## Tugas A
Sebutkan semua istilah yang diberi tanda kutip dalam artikel tentang nasab dan konsep ilmu.
## Tugas B
Salin persis bagian artikel tentang nasab dan konsep ilmu, mulai dari "Oleh: Dr. Adian" hingga "(QS 2: 55).", termasuk kata-kata terakhir itu.

## Teks Bacaan
★ ★ ★ ★
HEBOH SOAL NASAB DAN PENTINGNYA MEMAHAMI KONSEP ILMU YANG BENAR

HEBOH SOAL NASAB  DAN PENTINGNYA MEMAHAMI KONSEP ILMU YANG BENAR

 

Artikel Terbaru ke-1.983

Oleh: Dr. Adian Husaini (www.adianhusaini.id)

 

            Mencermati perdebatan soal “nasab” yang sangat heboh akhir-akhir ini, ujung-ujungnya menyadarkan kita akan pentingnya pemahaman tentang “konsep ilmu” yang benar. Sebab, memang disitulah akar masalahnya. Inilah yang dikatakan oleh Prof. Syed Muhammad Naquib al-Attas, bahwa problem terbesar yang dihadapi oleh umat Islam saat ini adalah problematika ilmu.

            Ada seorang yang membuat definisi sendiri tentang apa itu “ilmu” dan “ilmiah”. Ujung-ujungnya, ia terjebak kepada empirisisme. Bahwa yang ilmiah itu harus terverifikasi oleh indera manusia. Membatasi ilmiah hanya pada hal yang bisa terindera ini adalah logika kaum Bani Israel yang menolak untuk beriman sampai melihat Allah dengan mata kepala mereka sendiri. (QS 2: 55).

            Fatalnya, ia menyatakan, bahwa keimanan itu berbeda dengan keilmuan. Iman adalah hal harus dipercayai, tetapi tidak harus dibuktikan secara ilmiah. Tentu saja ini sangat keliru. Sebab, dalam Islam, iman itu harus berdasarkan ilmu. Allah memerintahkan: Fa’lam annahuu laa-ilaaha illallah!
★ ★ ★ ★
[Data ungkapan rujukan berbasis foto]
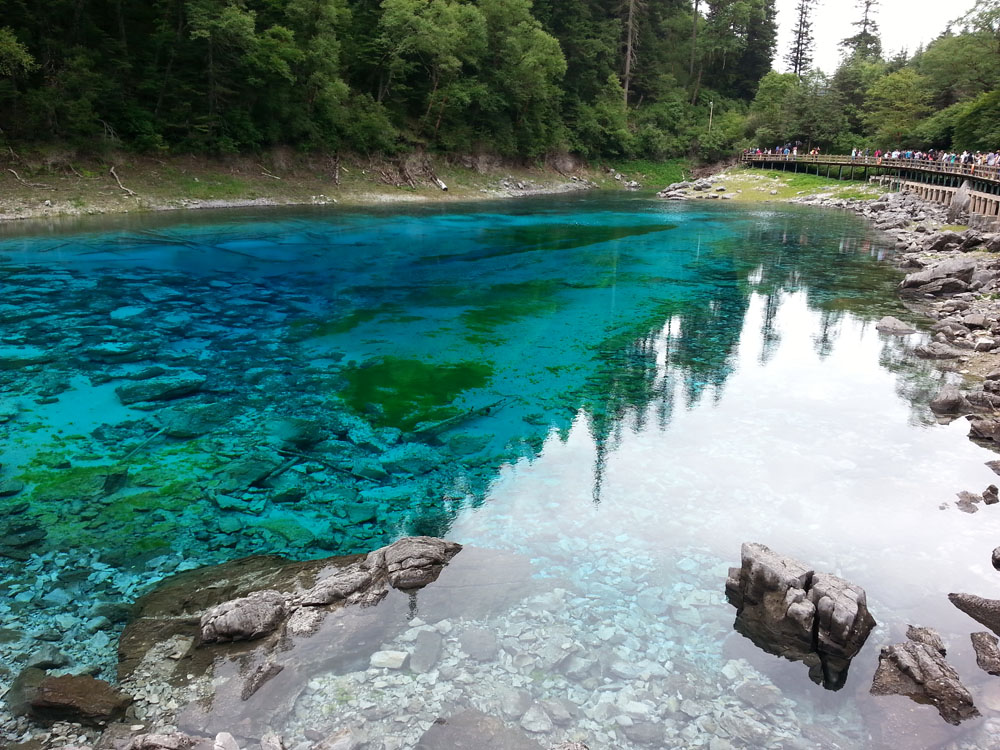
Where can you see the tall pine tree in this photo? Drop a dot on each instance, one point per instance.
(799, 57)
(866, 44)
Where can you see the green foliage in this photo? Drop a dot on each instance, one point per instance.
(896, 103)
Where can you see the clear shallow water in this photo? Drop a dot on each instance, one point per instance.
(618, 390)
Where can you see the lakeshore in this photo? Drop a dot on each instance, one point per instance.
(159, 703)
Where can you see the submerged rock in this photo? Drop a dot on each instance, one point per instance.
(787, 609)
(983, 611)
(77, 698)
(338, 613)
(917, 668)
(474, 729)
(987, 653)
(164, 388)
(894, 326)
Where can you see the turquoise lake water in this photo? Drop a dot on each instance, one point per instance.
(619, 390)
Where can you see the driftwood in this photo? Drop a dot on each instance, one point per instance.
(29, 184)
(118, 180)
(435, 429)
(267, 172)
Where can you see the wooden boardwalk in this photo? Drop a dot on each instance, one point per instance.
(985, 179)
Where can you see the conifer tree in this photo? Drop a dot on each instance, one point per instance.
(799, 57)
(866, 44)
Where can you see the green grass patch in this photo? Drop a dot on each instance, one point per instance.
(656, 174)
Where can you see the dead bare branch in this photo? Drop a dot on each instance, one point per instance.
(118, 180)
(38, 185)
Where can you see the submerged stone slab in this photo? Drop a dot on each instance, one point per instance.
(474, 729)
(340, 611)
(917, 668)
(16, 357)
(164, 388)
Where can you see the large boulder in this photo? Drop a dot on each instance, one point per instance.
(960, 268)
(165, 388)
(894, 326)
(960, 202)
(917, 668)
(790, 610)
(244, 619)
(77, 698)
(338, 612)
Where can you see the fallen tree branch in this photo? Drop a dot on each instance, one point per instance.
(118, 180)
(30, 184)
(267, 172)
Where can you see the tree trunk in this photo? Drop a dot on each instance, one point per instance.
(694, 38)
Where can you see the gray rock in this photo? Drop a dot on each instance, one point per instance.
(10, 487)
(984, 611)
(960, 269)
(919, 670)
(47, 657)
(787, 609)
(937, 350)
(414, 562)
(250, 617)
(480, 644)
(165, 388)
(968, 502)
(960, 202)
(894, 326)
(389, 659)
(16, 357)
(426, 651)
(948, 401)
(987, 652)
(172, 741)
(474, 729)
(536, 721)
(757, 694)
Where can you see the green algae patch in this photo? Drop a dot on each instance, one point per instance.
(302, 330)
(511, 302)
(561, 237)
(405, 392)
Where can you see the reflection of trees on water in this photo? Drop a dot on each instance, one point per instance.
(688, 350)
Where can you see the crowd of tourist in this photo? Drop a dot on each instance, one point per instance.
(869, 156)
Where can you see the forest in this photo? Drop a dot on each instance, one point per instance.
★ ★ ★ ★
## Jawaban A
nasab, konsep ilmu, ilmu, ilmiah

## Jawaban B
Oleh: Dr. Adian Husaini (www.adianhusaini.id)

 

            Mencermati perdebatan soal “nasab” yang sangat heboh akhir-akhir ini, ujung-ujungnya menyadarkan kita akan pentingnya pemahaman tentang “konsep ilmu” yang benar. Sebab, memang disitulah akar masalahnya. Inilah yang dikatakan oleh Prof. Syed Muhammad Naquib al-Attas, bahwa problem terbesar yang dihadapi oleh umat Islam saat ini adalah problematika ilmu.

            Ada seorang yang membuat definisi sendiri tentang apa itu “ilmu” dan “ilmiah”. Ujung-ujungnya, ia terjebak kepada empirisisme. Bahwa yang ilmiah itu harus terverifikasi oleh indera manusia. Membatasi ilmiah hanya pada hal yang bisa terindera ini adalah logika kaum Bani Israel yang menolak untuk beriman sampai melihat Allah dengan mata kepala mereka sendiri. (QS 2: 55).